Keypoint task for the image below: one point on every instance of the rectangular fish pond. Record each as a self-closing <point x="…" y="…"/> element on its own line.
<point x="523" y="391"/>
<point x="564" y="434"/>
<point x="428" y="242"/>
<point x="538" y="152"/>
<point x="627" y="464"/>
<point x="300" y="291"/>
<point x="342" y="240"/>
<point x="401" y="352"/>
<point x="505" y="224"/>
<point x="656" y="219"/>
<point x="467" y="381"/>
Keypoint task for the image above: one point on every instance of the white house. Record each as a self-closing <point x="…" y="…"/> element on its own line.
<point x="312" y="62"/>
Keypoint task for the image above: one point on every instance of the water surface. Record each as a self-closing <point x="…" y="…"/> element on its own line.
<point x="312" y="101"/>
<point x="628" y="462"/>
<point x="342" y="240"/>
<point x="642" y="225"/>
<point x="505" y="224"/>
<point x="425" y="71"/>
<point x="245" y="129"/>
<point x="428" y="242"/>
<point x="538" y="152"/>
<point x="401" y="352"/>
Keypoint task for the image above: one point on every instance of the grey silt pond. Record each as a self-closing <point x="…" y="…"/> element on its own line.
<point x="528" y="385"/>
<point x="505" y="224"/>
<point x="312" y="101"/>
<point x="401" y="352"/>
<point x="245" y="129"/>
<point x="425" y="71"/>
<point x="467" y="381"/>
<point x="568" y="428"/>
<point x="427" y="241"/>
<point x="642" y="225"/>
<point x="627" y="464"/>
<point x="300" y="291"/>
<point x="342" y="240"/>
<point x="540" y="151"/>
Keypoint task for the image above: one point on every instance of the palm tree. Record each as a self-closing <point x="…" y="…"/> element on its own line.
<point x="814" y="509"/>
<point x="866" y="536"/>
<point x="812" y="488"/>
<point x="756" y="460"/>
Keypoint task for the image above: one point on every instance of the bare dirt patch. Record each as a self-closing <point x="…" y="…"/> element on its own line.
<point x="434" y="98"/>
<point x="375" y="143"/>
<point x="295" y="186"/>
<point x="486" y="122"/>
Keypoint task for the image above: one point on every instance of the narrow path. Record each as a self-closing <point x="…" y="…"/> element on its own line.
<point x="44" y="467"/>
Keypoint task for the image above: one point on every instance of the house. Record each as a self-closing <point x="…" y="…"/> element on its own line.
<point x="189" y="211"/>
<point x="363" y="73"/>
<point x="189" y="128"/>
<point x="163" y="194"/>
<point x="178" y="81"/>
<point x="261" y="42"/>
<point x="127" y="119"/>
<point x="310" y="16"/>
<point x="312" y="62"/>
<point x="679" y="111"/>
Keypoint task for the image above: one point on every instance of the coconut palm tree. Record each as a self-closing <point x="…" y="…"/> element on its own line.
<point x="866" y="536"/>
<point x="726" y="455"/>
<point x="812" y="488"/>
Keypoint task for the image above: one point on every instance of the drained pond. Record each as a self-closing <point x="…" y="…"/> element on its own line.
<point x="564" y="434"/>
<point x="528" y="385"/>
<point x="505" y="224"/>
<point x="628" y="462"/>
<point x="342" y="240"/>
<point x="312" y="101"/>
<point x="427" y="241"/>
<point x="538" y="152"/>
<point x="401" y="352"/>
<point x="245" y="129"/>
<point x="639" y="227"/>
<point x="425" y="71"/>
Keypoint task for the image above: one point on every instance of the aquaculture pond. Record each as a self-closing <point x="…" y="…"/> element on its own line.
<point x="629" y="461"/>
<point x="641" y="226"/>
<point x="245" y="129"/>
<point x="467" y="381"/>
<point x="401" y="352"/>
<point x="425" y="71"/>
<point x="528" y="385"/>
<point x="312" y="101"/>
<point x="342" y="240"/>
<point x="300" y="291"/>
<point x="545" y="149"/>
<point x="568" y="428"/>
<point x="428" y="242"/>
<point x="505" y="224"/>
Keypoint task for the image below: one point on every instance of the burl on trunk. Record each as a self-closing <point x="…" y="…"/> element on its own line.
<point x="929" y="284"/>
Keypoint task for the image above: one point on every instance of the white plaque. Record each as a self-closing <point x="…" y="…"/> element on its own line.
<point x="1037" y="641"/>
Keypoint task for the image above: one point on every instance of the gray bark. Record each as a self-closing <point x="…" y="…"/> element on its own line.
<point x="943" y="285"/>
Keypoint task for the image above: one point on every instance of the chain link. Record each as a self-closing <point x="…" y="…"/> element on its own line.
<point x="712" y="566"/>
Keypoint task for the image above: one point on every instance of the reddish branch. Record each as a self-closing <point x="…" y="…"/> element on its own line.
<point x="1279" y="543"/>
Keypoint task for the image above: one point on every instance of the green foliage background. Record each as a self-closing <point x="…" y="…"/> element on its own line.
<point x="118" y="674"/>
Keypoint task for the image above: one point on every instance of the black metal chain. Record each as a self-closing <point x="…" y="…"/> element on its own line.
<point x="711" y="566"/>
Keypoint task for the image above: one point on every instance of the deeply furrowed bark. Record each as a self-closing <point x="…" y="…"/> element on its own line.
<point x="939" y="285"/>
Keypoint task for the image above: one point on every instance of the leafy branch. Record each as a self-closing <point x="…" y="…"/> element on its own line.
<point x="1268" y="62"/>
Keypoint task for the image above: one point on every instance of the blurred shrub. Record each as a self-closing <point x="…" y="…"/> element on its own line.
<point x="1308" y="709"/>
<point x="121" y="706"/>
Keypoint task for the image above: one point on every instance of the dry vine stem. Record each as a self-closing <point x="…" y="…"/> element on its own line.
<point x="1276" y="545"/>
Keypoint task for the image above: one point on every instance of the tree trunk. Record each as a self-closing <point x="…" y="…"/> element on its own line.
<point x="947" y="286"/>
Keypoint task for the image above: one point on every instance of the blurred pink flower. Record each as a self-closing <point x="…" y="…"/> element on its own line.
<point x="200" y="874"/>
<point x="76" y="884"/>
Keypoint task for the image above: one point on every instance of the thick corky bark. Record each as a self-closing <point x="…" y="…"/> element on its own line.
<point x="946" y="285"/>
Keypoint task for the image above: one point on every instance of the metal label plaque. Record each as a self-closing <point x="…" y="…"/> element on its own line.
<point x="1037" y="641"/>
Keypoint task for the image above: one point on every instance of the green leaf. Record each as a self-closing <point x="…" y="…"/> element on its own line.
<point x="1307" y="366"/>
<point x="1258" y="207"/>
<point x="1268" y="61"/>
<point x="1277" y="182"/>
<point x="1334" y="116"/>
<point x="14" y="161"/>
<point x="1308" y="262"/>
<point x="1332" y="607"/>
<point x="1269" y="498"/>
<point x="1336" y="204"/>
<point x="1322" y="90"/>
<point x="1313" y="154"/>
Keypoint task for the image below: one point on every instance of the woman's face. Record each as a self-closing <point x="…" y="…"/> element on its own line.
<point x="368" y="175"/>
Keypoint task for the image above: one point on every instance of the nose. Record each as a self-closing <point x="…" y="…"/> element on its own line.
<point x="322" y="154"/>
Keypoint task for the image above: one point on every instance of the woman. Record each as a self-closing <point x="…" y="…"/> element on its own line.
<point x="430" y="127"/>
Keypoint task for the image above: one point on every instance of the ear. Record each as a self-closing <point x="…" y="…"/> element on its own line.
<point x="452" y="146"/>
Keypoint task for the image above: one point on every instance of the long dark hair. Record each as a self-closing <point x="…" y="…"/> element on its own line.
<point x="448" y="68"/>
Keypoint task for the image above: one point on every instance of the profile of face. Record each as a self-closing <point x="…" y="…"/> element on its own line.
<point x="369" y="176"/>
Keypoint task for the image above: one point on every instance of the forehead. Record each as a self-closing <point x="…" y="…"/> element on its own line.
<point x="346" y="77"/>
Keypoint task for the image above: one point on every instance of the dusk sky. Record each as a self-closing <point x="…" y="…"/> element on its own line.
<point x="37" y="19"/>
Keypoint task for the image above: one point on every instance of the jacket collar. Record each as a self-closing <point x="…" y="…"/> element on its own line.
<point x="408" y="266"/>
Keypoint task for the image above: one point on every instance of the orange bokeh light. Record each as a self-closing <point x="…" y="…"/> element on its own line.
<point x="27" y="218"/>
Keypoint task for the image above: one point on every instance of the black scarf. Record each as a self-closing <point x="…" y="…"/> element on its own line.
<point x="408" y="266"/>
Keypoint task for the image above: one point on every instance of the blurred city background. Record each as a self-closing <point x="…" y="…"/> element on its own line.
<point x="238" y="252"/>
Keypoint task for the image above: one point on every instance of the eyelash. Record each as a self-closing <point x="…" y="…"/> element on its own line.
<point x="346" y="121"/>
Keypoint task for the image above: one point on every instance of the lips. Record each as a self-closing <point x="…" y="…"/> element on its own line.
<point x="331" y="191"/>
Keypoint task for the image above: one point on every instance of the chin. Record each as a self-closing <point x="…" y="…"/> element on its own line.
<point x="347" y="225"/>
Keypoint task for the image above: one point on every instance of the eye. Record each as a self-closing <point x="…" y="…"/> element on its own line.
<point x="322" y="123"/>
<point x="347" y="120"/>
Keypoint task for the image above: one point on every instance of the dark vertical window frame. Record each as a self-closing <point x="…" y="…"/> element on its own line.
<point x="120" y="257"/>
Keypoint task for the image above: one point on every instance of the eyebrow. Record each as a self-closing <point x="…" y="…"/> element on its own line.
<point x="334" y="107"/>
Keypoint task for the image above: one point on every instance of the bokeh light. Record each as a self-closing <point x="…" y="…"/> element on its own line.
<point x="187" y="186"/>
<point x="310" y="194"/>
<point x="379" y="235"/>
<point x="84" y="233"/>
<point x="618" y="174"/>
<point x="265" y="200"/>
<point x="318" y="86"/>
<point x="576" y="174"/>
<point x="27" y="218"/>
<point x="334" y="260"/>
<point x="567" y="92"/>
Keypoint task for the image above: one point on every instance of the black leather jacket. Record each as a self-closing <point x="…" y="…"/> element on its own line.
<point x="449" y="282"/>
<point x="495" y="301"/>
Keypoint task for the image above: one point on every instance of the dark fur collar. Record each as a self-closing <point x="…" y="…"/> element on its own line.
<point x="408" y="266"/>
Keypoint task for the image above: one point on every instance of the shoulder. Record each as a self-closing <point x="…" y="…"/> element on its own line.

○ ○ ○ ○

INSTRUCTIONS TO FOLLOW =>
Take the lines above from the one holding "of the eyelash." to the last and output them exactly.

RESPONSE TO THIS EXERCISE =>
Keypoint task for the image above: one point on every instance of the eyelash. Record each as a self-closing <point x="…" y="…"/> element on its own line.
<point x="346" y="121"/>
Keypoint task for the image above: one point on every instance of the lips. Record each as a self-closing <point x="…" y="…"/> element on its own line.
<point x="331" y="191"/>
Keypoint task for the image above: one point on every instance of the chin. Record each as a self-closing <point x="…" y="…"/> element on its own line.
<point x="347" y="225"/>
Keypoint task for the image above: one point on every instance of the eye. Record each as a self-closing <point x="…" y="…"/> element on its own line.
<point x="322" y="123"/>
<point x="347" y="120"/>
Keypoint task for the image above: one point on every instance of the dark vertical window frame. Record each as a self-closing <point x="…" y="…"/> element on its own line.
<point x="120" y="257"/>
Keypoint task for the image above: one point on every instance of the eyebrow. Record each as a self-closing <point x="…" y="…"/> element on its own line.
<point x="334" y="107"/>
Keypoint task for the image above: one point on every instance of the bokeh light. Record each as a self-closing <point x="…" y="…"/> element on its own line.
<point x="187" y="186"/>
<point x="310" y="194"/>
<point x="379" y="235"/>
<point x="84" y="233"/>
<point x="618" y="174"/>
<point x="265" y="200"/>
<point x="318" y="86"/>
<point x="576" y="174"/>
<point x="27" y="218"/>
<point x="334" y="260"/>
<point x="567" y="92"/>
Keypoint task for the image above: one point on every instance of the black leather jacket. Record each as a self-closing <point x="…" y="…"/> element on its own line.
<point x="449" y="282"/>
<point x="495" y="301"/>
Keypoint task for the image above: one point on every instance of the dark fur collar. Record each as a self-closing <point x="…" y="…"/> element on its own line.
<point x="408" y="266"/>
Keypoint task for the image above: one point on every instance of the shoulder. Record each as a self-closing <point x="…" y="…"/> element on its own line.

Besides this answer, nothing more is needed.